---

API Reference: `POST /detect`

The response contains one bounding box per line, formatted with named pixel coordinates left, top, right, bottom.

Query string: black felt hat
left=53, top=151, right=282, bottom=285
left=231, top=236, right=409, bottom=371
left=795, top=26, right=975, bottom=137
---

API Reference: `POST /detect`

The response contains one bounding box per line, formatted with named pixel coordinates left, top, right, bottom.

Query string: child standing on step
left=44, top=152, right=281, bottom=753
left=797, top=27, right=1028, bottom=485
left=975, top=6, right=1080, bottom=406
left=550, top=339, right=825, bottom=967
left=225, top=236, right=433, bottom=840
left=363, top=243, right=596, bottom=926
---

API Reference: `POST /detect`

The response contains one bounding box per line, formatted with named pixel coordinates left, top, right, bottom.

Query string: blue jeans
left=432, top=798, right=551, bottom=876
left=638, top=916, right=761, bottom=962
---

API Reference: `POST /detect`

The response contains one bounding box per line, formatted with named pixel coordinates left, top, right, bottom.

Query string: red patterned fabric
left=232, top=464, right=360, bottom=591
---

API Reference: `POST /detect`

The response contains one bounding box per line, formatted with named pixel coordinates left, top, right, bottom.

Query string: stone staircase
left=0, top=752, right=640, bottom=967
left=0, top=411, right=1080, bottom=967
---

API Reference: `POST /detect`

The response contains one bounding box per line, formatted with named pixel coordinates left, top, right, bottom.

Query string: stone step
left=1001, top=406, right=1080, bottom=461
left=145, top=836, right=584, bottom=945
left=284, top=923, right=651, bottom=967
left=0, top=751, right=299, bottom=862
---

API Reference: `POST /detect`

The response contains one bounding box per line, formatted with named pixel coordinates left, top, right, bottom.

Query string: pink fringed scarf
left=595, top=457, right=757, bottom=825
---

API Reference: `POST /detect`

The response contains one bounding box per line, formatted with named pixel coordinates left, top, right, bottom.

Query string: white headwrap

★ ★ ★ ★ ★

◆ TO BE DONE:
Transcribe the whole listing exactly.

◆ WORKED ANSWER:
---

API Reference: `POST /detect`

The response contains one bounding box per line, formatted with named pixel coordinates left, top, right, bottom.

Query string: black felt hat
left=53, top=151, right=282, bottom=285
left=231, top=236, right=409, bottom=371
left=795, top=26, right=975, bottom=137
---

API Reference: `POST /detect`

The response contains one bounding box per line, formatted with named pixel coordinates left, top, right, bottom.

Query string: child standing on step
left=44, top=152, right=281, bottom=753
left=797, top=27, right=1028, bottom=485
left=975, top=6, right=1080, bottom=406
left=550, top=339, right=825, bottom=967
left=225, top=236, right=433, bottom=840
left=363, top=243, right=596, bottom=926
---

API Reference: `POST /detect`

The response contains one bounding box per line, formatted with named pixel coordinates left, top, right, bottom.

Query string: blue jeans
left=432, top=798, right=551, bottom=876
left=638, top=916, right=761, bottom=962
---

API Reference: `POST /detect`

The response contains one bounding box per line, formatted with named pixel coordinates left, top, right, bottom.

Query string: red patterned fabric
left=232, top=464, right=360, bottom=591
---

API Reference: `POST /detect`

The response contains one bounding box per line, formatted with named pixel coordinates left, top, right, bottom.

Query string: stone staircase
left=0, top=752, right=640, bottom=967
left=0, top=411, right=1080, bottom=967
---

API Reference: `POST /detect`

The response contains one bounding box per line, formatted with named pixel coordinates left, top, right, bottom.

Query string: stone step
left=1001, top=406, right=1080, bottom=461
left=145, top=836, right=584, bottom=945
left=284, top=923, right=651, bottom=967
left=0, top=751, right=299, bottom=862
---

API Reference: `POST /detect`

The response contains one bounding box per line, formatted with named pixel coordinates left, top, right, bottom.

Query string: pink fringed scarf
left=595, top=457, right=757, bottom=825
---

API Reference: `POST /detect`

The response contains one bounding box per line, formatted with named pixel coordinates left, top, right, bottom.

Query string: white headwrap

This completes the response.